Studio album by Crystal Kay
- Released: November 27, 2003
- Recorded: 2002–03
- Genres: J-pop; R&B;
- Length: 51:52
- Label: Epic

Crystal Kay chronology
| Crystal Kay (2003) | 4 Real (2003) | CK5 (2004) |

Singles from 4 Real
- "Boyfriend: Part II" Released: January 22, 2003; "I Like It (Crystal Kay loves M-Flo)" Released: June 18, 2003; "Candy" Released: October 22, 2003; "Can't Be Stopped" Released: November 27, 2003;

= 4 Real =

4 Real is the fourth studio album by Japanese recording artist Crystal Kay. It was released via Epic Records Japan on November 27, 2003, and was made available as a stand-alone CD and for digital consumption. The title 4 Real is a play on the phrase "for real"—signifying the singer's fourth record. It contains primarily contemporary R&B influences and saw contributions from various songwriters and producers, including M-Flo, Yoshika and Keri Hilson, among others. The album spawned four singles, which were all released over the course of 2003.

# [Stated task]
In the album description, what does the title 4 Real signify?

# [Data lines]
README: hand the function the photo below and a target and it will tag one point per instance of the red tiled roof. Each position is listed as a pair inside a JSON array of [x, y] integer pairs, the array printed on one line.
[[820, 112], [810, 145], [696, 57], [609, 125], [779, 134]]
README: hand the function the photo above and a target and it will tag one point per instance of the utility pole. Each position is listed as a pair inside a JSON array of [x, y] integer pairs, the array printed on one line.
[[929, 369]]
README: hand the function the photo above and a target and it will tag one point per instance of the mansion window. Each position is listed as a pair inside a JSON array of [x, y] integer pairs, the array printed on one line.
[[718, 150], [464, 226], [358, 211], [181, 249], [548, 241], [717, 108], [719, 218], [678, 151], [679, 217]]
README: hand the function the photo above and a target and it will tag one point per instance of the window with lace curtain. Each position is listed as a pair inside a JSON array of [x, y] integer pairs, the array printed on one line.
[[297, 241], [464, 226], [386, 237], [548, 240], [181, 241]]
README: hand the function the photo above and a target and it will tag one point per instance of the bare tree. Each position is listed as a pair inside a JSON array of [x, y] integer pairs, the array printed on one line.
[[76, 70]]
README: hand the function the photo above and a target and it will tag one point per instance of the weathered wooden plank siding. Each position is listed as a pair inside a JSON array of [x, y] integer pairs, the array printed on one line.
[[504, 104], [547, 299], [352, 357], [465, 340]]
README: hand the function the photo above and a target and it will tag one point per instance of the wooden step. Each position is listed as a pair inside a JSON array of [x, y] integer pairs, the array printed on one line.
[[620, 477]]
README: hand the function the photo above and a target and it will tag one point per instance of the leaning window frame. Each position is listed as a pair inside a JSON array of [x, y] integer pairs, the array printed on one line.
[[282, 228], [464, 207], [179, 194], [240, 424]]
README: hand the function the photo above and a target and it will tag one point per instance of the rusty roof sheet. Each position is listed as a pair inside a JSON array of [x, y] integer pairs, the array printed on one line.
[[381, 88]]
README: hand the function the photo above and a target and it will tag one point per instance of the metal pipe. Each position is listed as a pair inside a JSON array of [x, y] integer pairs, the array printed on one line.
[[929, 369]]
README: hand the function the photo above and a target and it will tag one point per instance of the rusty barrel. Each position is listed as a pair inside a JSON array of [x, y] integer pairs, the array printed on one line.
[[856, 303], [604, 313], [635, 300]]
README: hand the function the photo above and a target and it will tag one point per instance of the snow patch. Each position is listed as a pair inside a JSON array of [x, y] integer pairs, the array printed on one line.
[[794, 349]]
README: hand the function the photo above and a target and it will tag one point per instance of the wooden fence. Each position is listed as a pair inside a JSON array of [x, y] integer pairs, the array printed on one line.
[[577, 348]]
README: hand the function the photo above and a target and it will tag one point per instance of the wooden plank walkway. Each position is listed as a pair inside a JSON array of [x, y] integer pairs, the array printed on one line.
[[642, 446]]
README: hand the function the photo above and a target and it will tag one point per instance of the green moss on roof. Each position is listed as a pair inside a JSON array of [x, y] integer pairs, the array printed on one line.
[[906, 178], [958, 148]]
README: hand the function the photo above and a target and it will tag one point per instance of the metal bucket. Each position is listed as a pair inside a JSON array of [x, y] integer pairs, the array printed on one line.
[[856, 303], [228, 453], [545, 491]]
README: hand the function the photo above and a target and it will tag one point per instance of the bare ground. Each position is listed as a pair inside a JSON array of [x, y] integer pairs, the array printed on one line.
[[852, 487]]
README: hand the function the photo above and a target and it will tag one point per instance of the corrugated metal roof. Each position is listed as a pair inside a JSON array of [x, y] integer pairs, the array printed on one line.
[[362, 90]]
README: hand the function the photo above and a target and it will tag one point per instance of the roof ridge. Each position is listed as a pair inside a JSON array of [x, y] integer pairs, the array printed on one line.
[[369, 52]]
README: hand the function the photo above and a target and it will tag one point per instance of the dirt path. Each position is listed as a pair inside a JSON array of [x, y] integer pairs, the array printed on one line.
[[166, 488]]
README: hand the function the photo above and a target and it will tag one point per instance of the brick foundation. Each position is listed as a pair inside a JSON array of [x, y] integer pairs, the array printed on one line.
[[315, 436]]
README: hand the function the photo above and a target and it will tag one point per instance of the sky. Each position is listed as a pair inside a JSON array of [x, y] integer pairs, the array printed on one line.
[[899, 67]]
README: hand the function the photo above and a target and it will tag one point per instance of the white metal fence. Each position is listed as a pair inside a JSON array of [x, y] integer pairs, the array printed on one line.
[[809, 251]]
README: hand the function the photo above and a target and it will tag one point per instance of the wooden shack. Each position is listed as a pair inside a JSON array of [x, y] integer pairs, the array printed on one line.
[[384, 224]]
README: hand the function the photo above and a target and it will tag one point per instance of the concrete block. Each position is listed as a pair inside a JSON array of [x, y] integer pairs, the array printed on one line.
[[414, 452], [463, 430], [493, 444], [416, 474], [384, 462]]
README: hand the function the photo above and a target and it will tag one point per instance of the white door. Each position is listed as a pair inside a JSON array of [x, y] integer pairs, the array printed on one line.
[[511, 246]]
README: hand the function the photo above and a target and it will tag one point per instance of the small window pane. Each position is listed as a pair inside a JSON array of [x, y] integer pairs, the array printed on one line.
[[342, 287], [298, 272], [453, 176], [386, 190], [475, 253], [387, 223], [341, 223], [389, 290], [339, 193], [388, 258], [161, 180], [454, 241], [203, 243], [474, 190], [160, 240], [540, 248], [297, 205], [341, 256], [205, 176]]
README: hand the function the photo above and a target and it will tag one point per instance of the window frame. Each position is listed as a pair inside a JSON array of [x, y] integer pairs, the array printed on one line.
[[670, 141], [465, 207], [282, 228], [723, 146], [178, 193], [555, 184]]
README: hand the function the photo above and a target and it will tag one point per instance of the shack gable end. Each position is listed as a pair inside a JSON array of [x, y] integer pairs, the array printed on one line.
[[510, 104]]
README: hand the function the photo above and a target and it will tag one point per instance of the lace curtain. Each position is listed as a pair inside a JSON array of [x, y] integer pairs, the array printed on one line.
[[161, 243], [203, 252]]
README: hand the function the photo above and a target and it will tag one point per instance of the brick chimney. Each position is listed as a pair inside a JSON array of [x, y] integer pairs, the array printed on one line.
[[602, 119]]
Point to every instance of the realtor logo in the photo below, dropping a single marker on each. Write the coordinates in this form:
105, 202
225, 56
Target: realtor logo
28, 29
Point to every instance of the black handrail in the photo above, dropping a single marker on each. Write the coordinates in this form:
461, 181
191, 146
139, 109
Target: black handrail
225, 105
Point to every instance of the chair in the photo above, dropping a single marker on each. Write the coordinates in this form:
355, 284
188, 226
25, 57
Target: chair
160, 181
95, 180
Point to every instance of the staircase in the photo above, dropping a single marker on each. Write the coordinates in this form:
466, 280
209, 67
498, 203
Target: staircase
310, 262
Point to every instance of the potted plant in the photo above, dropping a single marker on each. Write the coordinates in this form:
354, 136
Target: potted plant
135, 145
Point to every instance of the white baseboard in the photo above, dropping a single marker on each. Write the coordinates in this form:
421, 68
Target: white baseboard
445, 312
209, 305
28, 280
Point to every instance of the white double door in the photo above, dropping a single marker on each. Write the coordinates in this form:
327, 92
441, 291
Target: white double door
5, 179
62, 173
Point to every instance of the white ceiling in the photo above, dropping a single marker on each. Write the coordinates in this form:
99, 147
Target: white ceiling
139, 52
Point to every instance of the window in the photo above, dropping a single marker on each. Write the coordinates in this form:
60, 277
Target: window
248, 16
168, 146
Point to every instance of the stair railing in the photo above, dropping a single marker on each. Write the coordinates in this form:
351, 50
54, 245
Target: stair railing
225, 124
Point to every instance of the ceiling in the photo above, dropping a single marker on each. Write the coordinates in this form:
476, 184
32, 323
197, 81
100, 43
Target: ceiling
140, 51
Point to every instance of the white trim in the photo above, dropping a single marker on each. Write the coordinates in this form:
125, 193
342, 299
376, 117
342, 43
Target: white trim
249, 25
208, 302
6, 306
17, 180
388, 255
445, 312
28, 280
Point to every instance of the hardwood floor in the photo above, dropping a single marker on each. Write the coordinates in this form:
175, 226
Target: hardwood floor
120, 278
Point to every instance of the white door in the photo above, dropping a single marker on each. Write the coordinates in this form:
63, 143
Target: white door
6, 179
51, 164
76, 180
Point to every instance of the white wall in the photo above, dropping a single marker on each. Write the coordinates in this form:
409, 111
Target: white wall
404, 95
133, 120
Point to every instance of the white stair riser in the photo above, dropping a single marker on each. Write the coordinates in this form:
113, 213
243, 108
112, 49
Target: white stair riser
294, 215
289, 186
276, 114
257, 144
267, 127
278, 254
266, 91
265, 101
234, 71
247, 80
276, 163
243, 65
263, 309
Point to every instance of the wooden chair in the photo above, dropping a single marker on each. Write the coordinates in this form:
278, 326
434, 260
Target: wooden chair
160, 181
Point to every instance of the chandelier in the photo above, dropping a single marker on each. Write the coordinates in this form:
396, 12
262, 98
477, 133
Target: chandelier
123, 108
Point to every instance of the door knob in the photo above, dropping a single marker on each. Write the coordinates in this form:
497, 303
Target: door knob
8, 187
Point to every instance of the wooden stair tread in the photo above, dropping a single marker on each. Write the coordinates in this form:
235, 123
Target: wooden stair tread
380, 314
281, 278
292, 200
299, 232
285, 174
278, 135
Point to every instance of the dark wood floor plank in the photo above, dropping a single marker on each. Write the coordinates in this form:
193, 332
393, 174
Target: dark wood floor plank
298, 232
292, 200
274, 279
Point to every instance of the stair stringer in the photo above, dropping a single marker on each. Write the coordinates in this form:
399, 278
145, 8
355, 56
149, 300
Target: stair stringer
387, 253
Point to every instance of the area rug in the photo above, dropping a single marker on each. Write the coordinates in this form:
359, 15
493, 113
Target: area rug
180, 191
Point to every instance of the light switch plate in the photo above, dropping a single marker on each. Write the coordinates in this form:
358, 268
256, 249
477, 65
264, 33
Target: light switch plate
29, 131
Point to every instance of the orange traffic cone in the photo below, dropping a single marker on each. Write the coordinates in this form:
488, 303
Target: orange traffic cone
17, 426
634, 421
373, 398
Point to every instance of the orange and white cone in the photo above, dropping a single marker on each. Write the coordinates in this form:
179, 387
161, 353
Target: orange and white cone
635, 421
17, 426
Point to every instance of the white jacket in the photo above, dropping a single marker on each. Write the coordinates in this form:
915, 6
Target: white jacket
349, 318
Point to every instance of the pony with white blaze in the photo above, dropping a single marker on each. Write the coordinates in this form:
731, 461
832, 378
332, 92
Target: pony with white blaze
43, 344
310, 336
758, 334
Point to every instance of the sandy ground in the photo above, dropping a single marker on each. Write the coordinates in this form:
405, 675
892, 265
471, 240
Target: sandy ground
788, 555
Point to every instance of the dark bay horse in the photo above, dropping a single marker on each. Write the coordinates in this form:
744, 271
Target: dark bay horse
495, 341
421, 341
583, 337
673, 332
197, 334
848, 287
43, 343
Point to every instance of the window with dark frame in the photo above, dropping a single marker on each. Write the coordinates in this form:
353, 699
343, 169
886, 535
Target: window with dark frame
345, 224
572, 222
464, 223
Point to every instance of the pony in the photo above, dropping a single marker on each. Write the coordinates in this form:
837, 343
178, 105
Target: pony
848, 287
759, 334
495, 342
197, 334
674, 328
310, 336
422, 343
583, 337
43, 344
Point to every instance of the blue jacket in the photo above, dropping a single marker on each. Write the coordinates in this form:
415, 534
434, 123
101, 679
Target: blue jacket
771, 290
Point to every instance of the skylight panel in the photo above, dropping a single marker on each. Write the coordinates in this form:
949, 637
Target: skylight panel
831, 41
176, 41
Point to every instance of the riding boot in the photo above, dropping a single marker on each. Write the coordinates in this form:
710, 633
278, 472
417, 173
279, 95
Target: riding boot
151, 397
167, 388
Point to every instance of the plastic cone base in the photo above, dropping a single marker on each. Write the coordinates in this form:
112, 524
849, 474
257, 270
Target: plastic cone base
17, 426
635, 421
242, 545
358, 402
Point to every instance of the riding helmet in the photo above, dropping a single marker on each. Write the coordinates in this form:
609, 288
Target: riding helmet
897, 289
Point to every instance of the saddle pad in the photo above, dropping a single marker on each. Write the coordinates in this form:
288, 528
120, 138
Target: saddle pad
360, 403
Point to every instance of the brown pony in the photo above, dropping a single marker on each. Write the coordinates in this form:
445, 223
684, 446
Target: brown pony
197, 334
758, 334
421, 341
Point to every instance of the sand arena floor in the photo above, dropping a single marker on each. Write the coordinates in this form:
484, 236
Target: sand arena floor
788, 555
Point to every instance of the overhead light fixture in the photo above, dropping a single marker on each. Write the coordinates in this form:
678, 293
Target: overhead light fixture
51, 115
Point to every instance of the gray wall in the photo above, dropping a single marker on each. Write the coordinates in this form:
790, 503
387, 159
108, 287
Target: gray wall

# [Answer to the exercise]
It is a play on the phrase "for real," signifying that it is the singer's fourth record.